→ Trecho selecionado
++++

Na artroscopia, para operar com conforto é preciso enxergar bem. Sangramentos durante a cirurgia, mesmo pequenos podem dificultar a visualização da articulação, transformando um procedimento preciso em uma tarefa frustrante e demorada.
A lógica por trás do uso do ácido tranexâmico (ATNX) é atraente e clara: se a medicação é capaz de reduzir o sangramento durante cirurgias de artroplastia e tem seu uso já consagrado, esse efeito poderia também ocorrer durante cirurgias artroscópicas? Esse benefício é ainda mais atraente na artroscopia do quadril, que diferente da abordagem em outras regiões como joelhos ou tornozelos, não possibilita o uso de isquemia em virtude da localização mais proximal.
Um recente estudo comparando o uso de ácido tranexâmico com placebo foi conduzido em Nova York no Hospital for Special Surgery e publicado em agosto deste ano na revista científica “Arthroscopy: The Journal of Arthroscopic and Related Surgery”.
Como o estudo foi feito?
Os pesquisadores decidiram testar essa ideia da forma mais rigorosa possível.
Foi desenhado um ensaio clínico randomizado duplo-cego. Isso significa que nem o paciente, nem o cirurgião sabiam quem estava recebendo o ATNX de verdade e quem estava recebendo soro fisiológico (placebo). Isso elimina qualquer tendência inconsciente.
No total, 78 pacientes foram divididos igualmente entre os dois grupos. Tudo foi padronizado para que a única diferença real entre eles fosse o conteúdo infundido; 39 pacientes receberam 1000mg ATNX diluídos em solução salina de 100 mL e 39 pacientes receberam apenas a solução salina. A infusão foi realizada 15 minutos antes da incisão cirúrgica.
O resultado que surpreendeu
A cada 15 minutos, o cirurgião parava e dava uma nota para a qualidade da sua visão: “Péssima”, “Regular” ou “Boa”.
Quando os dados foram analisados, a surpresa: não houve diferença real entre os grupos. A visão foi praticamente idêntica.
Curiosamente, a porcentagem de tempo com visão “Boa” foi até um pouco maior no grupo que recebeu placebo, mostrando que o TNXA não apenas não ajudou, como também não atrapalhou.
Saiba mais: Artroscopia de quadril no impacto femoroacetabular
Por que o TXA não funcionou como esperado no quadril?
A medicina é cheia de pequenas nuances. O que funciona em uma articulação (como o ombro, onde alguns estudos mostram benefício) pode não se repetir em outra.
Acredita-se que a vascularização única do quadril e a própria pressão do líquido que usamos para distendê-lo durante a cirurgia já façam um bom controle local do sangramento, tornando o efeito de um medicamento sistêmico como o TNXA menos impactante na visualização cirúrgica.
Segurança e a mensagem principal
É importante destacar: o estudo não encontrou nenhum problema de segurança. O TNXA se mostrou seguro, sem eventos tromboembólicos ou outros efeitos colaterais graves nos participantes que o receberam.
A grande mensagem, portanto, não é que o TNXA é ruim. A mensagem é que seu uso rotineiro, com o único objetivo de melhorar visualização, talvez não se justifique.

++++

→ Linhas de dados
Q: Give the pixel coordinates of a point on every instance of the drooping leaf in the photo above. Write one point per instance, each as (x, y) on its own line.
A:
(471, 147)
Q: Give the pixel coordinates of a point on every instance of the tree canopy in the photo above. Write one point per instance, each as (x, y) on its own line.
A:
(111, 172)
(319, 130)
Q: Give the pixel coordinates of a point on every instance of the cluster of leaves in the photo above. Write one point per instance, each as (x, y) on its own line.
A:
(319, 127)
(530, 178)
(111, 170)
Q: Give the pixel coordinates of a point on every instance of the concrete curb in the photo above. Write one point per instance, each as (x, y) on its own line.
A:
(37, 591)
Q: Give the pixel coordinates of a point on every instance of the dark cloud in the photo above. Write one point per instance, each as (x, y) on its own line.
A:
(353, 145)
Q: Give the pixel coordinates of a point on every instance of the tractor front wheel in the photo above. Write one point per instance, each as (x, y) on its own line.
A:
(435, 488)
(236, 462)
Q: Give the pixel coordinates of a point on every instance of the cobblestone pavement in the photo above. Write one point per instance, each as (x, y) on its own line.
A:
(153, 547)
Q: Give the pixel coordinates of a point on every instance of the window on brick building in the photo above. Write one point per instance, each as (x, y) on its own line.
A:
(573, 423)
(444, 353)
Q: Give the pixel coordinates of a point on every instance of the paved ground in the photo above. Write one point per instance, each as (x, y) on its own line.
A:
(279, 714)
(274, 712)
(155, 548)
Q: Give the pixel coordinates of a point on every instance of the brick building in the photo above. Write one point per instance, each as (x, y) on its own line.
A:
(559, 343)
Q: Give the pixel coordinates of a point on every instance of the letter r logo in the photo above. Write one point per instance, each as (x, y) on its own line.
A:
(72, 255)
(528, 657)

++++

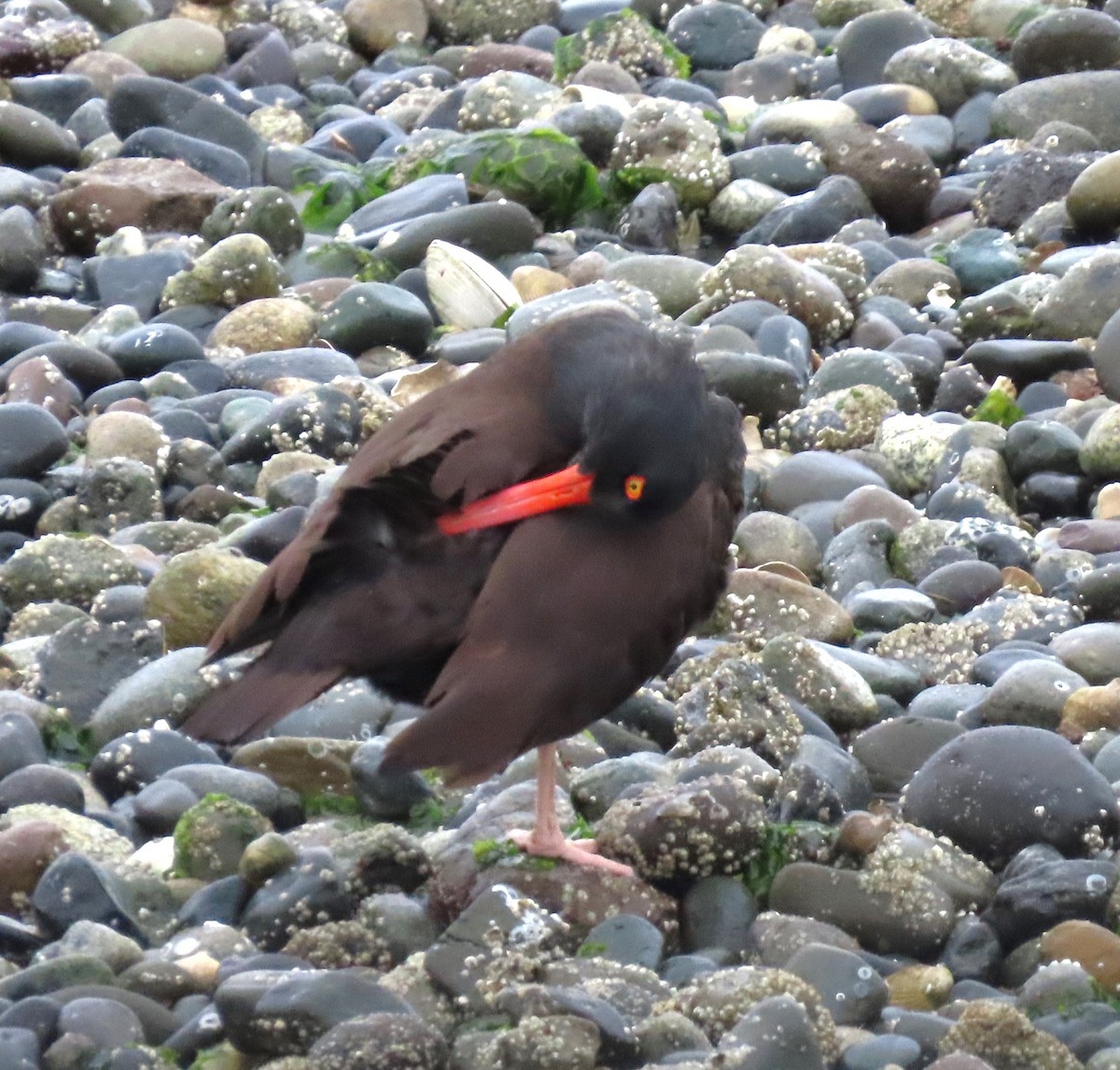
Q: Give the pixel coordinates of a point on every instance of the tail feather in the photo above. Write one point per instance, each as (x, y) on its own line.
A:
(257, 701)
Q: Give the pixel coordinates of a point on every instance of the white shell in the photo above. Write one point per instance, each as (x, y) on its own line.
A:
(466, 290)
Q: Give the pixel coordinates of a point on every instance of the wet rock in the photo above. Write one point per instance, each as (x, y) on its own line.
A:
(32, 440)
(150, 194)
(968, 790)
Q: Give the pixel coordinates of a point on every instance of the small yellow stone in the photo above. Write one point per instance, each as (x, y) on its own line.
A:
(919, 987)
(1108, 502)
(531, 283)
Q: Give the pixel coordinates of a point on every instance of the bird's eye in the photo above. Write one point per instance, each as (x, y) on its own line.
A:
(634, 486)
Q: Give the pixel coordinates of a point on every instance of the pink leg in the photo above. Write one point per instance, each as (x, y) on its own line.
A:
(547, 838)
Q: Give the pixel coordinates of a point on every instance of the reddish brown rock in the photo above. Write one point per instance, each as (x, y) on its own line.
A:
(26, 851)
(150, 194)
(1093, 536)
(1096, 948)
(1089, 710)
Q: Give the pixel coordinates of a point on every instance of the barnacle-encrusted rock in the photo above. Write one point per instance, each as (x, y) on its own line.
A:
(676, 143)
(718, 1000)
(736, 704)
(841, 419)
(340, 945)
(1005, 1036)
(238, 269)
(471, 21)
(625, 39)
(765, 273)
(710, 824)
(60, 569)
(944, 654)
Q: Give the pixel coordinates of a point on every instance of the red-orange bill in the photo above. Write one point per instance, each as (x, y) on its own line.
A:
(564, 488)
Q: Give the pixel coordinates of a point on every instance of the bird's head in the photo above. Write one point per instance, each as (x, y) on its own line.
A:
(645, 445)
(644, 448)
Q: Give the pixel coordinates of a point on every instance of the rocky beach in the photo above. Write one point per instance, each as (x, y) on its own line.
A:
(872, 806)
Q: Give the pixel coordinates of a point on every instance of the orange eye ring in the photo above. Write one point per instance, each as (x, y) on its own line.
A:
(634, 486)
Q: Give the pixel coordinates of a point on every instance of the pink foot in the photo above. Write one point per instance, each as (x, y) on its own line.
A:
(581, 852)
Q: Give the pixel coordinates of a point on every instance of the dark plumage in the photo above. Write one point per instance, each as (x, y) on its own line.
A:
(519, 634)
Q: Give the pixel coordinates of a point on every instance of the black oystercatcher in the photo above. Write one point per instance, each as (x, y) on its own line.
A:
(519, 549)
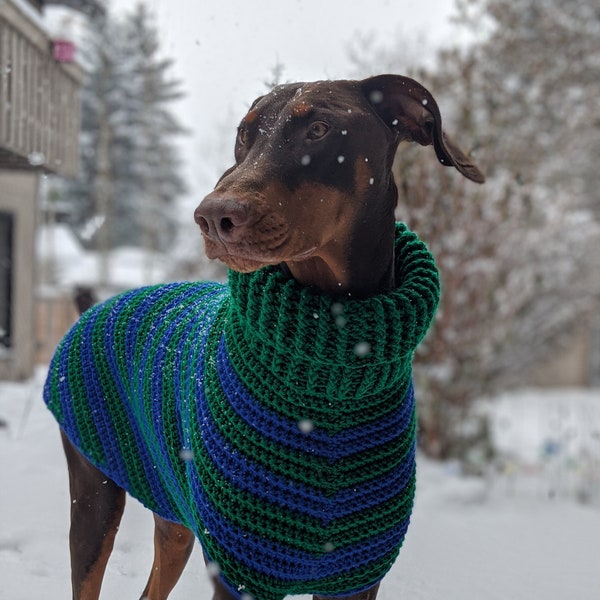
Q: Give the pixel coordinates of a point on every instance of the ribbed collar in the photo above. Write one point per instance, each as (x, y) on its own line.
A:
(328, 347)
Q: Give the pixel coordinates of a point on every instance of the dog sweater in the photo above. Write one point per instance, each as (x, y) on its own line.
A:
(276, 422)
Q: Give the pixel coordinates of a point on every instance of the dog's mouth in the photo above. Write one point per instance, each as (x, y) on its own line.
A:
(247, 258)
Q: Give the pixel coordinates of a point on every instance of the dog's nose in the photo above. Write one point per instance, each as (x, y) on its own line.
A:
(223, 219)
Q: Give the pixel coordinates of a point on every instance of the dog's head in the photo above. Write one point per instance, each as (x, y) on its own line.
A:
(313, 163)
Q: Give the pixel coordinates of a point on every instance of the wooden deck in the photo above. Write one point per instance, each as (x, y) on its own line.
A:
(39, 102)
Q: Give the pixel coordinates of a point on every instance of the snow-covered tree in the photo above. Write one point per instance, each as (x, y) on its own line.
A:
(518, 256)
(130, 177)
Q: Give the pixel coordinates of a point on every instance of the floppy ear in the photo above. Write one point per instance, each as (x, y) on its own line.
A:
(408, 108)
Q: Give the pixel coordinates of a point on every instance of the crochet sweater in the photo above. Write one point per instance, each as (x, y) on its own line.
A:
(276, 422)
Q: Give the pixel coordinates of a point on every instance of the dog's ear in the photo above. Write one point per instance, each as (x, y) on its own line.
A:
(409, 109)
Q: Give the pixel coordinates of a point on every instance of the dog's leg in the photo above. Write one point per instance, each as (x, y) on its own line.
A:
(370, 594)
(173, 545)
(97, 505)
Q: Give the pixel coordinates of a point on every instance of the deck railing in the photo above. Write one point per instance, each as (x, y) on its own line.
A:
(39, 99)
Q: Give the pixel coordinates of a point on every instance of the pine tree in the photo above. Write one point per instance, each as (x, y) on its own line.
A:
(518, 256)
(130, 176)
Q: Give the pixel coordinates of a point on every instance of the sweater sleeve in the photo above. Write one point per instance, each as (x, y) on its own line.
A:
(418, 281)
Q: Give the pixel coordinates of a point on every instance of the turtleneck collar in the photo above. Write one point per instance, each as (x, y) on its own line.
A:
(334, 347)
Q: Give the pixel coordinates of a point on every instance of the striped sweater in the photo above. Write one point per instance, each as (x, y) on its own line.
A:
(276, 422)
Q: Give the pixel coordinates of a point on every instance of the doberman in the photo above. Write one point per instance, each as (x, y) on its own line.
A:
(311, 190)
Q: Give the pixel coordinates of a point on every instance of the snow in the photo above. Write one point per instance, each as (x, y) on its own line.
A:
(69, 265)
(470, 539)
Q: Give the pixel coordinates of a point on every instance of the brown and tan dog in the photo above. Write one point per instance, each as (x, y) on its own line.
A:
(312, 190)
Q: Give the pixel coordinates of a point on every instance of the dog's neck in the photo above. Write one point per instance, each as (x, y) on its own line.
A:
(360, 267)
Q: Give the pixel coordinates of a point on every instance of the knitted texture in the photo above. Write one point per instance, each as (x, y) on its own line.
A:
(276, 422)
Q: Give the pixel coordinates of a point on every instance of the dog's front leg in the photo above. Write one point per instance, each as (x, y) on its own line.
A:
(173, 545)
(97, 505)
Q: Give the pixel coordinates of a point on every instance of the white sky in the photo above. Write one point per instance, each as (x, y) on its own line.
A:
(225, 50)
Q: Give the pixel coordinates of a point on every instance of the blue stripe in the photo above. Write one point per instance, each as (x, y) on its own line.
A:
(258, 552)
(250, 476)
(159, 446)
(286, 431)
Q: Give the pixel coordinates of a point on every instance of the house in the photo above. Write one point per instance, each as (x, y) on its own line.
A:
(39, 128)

++++

→ Enunciado da tarefa
Transcreva o trecho do artigo sobre o ácido tranexâmico na artroscopia do quadril, iniciando nas palavras que contêm "O resultado que" e encerrando após "esperado no quadril?". As linhas de dados não têm qualquer papel nesta atividade.

→ Resposta à tarefa
O resultado que surpreendeu
A cada 15 minutos, o cirurgião parava e dava uma nota para a qualidade da sua visão: “Péssima”, “Regular” ou “Boa”.
Quando os dados foram analisados, a surpresa: não houve diferença real entre os grupos. A visão foi praticamente idêntica.
Curiosamente, a porcentagem de tempo com visão “Boa” foi até um pouco maior no grupo que recebeu placebo, mostrando que o TNXA não apenas não ajudou, como também não atrapalhou.
Saiba mais: Artroscopia de quadril no impacto femoroacetabular
Por que o TXA não funcionou como esperado no quadril?